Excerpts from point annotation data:
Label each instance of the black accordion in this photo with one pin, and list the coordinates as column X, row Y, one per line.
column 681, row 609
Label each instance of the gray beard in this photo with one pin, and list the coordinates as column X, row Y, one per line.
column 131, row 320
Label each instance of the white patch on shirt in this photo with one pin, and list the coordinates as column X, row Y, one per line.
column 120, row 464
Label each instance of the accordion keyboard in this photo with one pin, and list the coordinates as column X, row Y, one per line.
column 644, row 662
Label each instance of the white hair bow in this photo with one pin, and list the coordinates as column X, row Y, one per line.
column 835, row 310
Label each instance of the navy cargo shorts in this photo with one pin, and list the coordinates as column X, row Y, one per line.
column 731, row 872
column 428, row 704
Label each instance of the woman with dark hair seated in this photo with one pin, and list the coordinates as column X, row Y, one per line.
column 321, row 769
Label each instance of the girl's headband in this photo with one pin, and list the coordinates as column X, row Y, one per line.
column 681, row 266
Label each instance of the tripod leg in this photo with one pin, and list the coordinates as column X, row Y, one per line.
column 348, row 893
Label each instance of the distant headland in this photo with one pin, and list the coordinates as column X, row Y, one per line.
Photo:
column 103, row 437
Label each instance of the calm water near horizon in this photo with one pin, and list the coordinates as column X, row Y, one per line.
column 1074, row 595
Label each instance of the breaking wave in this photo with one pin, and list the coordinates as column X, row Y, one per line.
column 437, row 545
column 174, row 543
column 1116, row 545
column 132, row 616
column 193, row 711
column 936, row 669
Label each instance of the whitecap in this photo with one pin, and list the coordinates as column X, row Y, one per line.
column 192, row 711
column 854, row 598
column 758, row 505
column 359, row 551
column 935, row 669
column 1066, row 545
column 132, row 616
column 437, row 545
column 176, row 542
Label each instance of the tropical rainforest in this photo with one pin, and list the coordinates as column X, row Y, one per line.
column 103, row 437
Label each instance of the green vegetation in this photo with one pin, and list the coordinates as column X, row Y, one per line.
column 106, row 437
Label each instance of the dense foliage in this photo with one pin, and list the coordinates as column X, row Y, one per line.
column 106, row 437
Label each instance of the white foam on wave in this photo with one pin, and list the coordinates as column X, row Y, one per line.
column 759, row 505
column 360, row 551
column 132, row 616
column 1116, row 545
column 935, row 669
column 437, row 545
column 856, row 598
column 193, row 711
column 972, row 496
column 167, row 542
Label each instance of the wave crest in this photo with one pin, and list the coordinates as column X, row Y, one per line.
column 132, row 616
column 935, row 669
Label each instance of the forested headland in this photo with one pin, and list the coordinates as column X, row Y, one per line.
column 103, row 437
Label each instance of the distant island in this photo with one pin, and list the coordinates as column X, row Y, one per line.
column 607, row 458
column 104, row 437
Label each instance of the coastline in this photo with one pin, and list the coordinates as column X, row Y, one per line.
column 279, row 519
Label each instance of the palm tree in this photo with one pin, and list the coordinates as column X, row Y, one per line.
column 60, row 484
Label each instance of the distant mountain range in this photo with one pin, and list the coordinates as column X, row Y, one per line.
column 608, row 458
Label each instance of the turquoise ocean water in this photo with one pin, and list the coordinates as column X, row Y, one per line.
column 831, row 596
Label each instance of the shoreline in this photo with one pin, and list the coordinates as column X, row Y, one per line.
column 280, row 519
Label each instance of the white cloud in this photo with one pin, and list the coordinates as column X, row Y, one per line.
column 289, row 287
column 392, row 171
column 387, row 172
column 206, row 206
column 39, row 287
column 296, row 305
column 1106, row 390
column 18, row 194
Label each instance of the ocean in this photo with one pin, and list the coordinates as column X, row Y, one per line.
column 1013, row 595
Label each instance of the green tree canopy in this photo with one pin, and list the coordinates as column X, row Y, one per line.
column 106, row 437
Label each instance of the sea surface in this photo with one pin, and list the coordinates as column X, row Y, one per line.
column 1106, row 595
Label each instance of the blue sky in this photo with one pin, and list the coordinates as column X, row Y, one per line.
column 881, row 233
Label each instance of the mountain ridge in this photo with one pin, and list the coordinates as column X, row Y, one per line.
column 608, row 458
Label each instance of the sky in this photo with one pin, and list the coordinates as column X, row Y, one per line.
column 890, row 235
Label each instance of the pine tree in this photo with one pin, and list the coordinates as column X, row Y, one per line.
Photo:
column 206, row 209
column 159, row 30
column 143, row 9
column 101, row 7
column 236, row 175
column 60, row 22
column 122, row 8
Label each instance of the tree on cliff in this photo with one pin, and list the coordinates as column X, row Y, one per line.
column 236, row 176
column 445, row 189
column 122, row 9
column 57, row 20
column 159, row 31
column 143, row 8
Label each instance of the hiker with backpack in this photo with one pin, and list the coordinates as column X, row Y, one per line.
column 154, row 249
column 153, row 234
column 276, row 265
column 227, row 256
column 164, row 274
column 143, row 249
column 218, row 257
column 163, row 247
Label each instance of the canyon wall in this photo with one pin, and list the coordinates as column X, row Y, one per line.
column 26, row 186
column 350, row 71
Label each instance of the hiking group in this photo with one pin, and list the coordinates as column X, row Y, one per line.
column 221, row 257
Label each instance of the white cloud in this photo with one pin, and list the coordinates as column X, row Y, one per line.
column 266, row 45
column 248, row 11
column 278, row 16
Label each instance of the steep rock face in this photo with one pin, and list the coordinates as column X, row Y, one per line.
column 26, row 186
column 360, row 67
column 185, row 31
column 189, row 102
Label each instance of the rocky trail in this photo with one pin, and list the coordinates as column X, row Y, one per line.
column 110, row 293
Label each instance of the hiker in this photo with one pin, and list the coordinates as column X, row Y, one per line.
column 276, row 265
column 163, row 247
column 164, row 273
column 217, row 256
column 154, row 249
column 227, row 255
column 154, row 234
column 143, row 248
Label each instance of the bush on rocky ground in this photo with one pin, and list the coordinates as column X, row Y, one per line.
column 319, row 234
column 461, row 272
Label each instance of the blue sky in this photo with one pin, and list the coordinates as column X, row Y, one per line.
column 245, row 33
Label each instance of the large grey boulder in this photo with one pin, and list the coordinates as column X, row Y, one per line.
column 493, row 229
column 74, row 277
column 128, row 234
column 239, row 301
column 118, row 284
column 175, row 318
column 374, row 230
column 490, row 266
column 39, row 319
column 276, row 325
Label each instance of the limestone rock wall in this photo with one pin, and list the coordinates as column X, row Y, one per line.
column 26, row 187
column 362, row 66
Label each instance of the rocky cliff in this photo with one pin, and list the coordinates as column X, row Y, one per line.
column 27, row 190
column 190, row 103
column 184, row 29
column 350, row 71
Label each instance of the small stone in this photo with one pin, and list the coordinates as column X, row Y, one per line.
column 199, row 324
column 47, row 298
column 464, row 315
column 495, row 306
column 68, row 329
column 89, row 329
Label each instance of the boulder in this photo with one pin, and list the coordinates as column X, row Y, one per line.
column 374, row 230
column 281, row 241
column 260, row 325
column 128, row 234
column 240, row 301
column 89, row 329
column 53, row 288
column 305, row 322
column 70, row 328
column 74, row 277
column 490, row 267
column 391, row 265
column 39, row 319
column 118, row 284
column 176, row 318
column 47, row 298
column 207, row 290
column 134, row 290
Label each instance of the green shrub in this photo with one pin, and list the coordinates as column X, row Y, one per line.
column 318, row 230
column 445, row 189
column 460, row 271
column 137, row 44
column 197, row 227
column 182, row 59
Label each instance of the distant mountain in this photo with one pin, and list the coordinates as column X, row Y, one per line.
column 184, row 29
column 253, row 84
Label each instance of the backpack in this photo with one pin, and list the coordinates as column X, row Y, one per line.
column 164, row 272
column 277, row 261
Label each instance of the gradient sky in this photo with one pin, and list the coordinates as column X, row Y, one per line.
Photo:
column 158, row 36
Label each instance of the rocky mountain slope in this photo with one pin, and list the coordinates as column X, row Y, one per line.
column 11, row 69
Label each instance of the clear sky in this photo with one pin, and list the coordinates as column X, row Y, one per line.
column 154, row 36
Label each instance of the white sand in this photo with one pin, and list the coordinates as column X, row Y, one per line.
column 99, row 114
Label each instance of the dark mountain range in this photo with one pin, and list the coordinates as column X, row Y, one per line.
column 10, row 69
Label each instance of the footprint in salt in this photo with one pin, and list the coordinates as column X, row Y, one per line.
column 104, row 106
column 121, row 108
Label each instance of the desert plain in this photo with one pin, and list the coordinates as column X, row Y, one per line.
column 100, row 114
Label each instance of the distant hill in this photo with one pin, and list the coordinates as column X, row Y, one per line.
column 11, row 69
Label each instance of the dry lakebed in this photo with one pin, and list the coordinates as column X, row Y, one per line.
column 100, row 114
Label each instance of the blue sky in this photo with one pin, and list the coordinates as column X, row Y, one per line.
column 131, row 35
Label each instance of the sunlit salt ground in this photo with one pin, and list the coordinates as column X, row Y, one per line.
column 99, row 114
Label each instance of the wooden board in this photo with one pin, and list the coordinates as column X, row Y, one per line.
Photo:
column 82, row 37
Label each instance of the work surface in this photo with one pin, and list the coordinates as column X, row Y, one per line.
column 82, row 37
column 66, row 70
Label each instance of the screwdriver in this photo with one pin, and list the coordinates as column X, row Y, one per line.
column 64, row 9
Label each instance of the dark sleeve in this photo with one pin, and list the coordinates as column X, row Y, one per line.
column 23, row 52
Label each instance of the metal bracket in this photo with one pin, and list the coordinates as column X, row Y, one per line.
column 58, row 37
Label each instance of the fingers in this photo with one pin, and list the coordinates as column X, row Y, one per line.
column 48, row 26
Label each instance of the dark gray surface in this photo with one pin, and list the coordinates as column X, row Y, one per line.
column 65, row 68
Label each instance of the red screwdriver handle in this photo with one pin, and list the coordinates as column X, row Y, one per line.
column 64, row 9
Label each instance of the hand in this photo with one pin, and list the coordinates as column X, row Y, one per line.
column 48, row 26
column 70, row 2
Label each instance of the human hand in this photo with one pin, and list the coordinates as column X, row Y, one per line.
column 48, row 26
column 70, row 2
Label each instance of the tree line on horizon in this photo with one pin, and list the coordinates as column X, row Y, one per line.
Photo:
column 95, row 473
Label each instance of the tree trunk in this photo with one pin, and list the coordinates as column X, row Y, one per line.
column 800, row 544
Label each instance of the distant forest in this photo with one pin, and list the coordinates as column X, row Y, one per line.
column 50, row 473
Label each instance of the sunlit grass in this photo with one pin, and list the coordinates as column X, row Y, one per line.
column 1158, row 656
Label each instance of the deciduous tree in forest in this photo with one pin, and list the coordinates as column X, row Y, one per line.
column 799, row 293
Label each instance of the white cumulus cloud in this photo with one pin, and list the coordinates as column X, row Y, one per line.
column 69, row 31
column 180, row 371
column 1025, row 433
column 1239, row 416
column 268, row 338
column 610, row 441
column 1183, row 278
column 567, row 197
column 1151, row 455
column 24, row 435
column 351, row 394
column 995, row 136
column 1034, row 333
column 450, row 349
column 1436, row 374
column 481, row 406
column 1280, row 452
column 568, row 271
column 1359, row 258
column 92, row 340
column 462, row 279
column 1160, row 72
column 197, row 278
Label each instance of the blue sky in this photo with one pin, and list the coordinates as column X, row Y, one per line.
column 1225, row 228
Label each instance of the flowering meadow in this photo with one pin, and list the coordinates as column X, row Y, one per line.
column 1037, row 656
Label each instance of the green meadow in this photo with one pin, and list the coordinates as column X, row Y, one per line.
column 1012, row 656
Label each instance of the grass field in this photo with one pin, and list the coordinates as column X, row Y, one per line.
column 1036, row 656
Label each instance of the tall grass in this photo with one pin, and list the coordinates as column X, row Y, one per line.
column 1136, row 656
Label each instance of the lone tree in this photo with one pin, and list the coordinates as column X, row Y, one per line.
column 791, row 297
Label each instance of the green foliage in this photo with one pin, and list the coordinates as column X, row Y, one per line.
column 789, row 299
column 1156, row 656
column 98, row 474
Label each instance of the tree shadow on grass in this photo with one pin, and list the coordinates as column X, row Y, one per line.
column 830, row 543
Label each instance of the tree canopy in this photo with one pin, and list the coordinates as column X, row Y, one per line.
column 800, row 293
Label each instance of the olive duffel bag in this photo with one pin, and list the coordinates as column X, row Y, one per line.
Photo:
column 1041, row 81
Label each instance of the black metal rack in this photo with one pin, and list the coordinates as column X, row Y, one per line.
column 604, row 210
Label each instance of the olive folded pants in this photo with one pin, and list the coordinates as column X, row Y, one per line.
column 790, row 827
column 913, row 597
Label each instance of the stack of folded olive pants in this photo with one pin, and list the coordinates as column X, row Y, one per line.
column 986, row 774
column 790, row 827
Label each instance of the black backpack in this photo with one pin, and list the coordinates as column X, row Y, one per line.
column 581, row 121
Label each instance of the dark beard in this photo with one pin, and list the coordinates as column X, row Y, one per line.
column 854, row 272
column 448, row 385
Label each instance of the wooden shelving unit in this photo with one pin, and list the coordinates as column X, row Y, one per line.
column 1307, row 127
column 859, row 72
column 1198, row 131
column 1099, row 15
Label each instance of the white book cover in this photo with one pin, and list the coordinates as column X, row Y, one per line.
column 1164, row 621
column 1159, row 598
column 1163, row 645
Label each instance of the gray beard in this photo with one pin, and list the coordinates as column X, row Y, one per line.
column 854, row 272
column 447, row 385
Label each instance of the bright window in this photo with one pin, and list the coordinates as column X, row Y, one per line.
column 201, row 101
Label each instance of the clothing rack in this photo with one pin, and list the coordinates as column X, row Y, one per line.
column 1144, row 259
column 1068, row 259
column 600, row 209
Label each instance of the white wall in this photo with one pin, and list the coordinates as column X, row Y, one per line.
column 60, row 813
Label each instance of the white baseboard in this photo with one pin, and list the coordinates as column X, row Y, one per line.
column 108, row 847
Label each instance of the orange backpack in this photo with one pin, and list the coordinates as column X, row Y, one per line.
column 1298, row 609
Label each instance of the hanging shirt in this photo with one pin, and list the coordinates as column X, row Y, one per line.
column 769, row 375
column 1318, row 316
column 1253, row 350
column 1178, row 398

## [Task brief]
Reproduce the records verbatim, from the first line up to and including the line that contains "column 428, row 704".

## [Full solution]
Label each instance of the black accordion in this photo with one pin, and list the coordinates as column X, row Y, one per line.
column 681, row 609
Label each instance of the gray beard in this photo with one pin, and list the coordinates as column X, row Y, one per line.
column 131, row 320
Label each instance of the white patch on shirt in this photo with one pin, and list the coordinates as column X, row Y, one per line.
column 120, row 464
Label each instance of the accordion keyboard in this photo with one pin, and list the coordinates as column X, row Y, one per line.
column 644, row 662
Label each instance of the white hair bow in this photo with one pin, and list the coordinates as column X, row Y, one per line.
column 835, row 310
Label each instance of the navy cargo shorts in this photo with one pin, and list the coordinates as column X, row Y, one per line.
column 731, row 872
column 428, row 704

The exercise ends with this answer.